** What needs to be done **
In the copy of the lines below, leave out pictures and print everything else exactly.

** Exercise inputs **

* * *

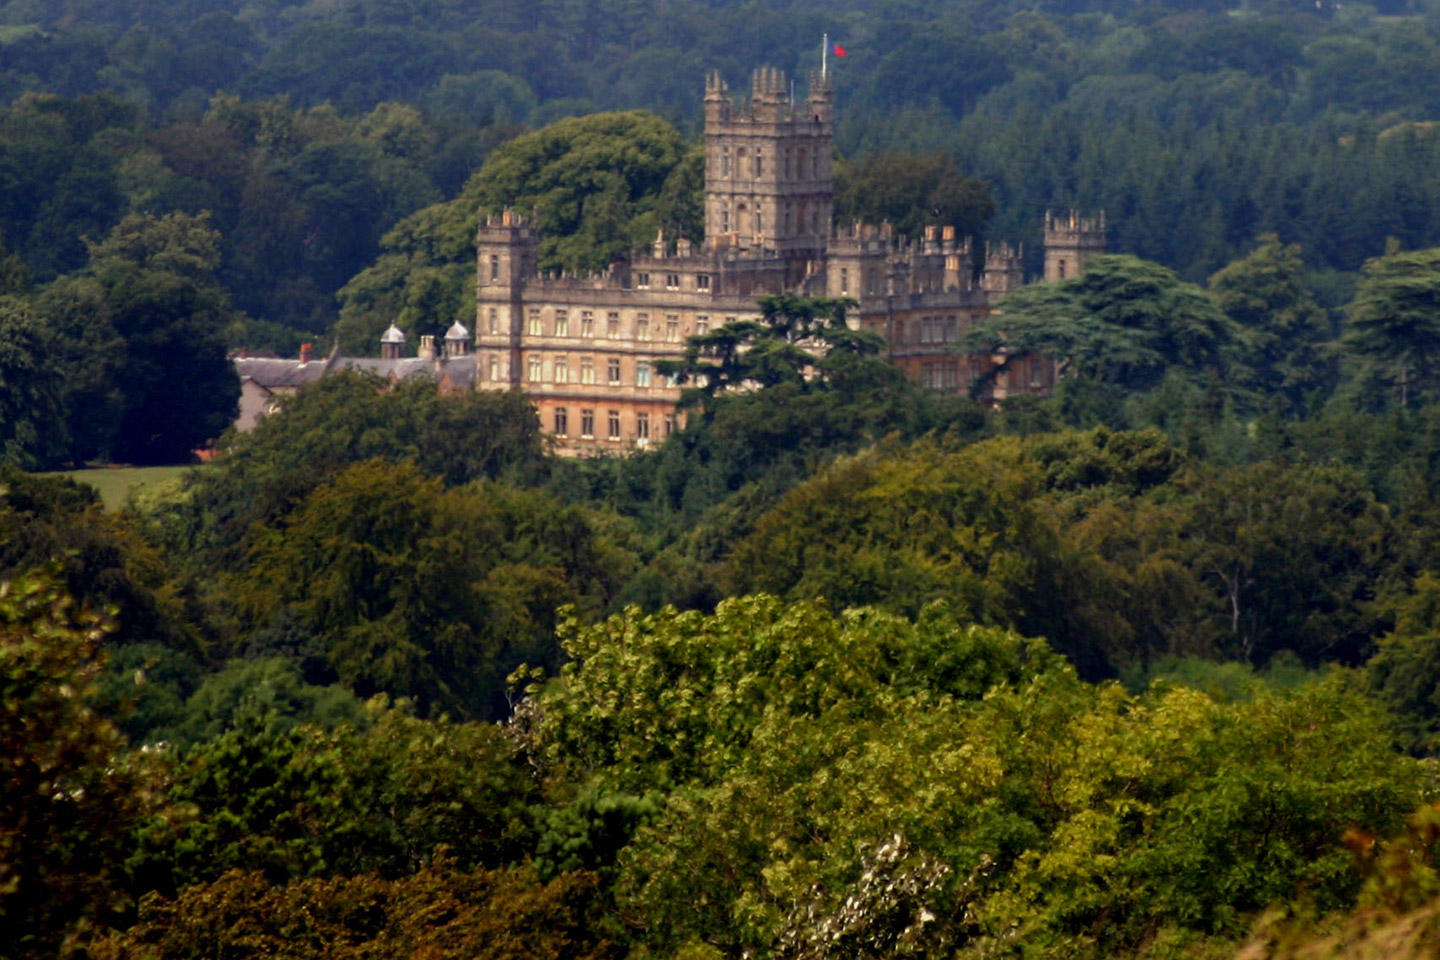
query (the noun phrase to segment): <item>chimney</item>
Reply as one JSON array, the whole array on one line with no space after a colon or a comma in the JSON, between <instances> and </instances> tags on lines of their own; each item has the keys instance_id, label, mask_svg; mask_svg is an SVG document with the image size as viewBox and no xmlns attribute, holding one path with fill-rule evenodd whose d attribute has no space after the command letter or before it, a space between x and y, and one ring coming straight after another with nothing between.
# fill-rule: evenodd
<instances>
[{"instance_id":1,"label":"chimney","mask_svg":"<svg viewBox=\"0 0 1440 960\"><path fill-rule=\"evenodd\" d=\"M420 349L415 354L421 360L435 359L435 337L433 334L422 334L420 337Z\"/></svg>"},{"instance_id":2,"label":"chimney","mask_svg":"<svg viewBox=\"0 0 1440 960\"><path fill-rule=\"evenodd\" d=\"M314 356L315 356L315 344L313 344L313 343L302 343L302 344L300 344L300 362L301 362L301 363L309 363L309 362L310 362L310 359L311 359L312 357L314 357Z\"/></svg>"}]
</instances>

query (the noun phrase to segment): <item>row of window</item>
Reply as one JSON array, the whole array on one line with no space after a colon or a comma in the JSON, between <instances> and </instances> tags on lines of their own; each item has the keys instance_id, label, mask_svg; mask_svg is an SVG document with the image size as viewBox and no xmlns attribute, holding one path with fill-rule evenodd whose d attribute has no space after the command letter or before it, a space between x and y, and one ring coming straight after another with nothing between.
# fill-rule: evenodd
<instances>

* * *

** Exercise output **
query (the noun phrase to segment): <item>chimney</item>
Reply as one JSON array, the whole array on one line with no space after a colon or a comma in the JSON, between <instances> and </instances> tags on lines of their own; each item has the keys instance_id, label, mask_svg; mask_svg is an SVG document with the image size as viewBox and no xmlns attribute, holding one path with fill-rule evenodd whose d attribute has no space after the command letter or before it, a space between x and y, and one ring coming straight after another with nothing between.
# fill-rule: evenodd
<instances>
[{"instance_id":1,"label":"chimney","mask_svg":"<svg viewBox=\"0 0 1440 960\"><path fill-rule=\"evenodd\" d=\"M420 349L415 354L421 360L435 359L435 337L433 334L422 334L420 337Z\"/></svg>"},{"instance_id":2,"label":"chimney","mask_svg":"<svg viewBox=\"0 0 1440 960\"><path fill-rule=\"evenodd\" d=\"M314 356L315 356L315 344L313 344L313 343L302 343L302 344L300 344L300 362L301 362L301 363L309 363L309 362L310 362L310 359L311 359L312 357L314 357Z\"/></svg>"}]
</instances>

query (the noun phrase to segment): <item>row of window</item>
Reply as one JSON array, the whole array on one line with no space after a colon or a comma in the JSON, between <instances> and </instances> tags on lines of their own; each item has the keys instance_id, label, mask_svg; mask_svg is an SVG document with the image size as viewBox and no xmlns attribute, holding one path with fill-rule evenodd whose d attribute has no space after the command letter or before it, a space between x and y, and one ring coming straight after another with nothing between.
# fill-rule: evenodd
<instances>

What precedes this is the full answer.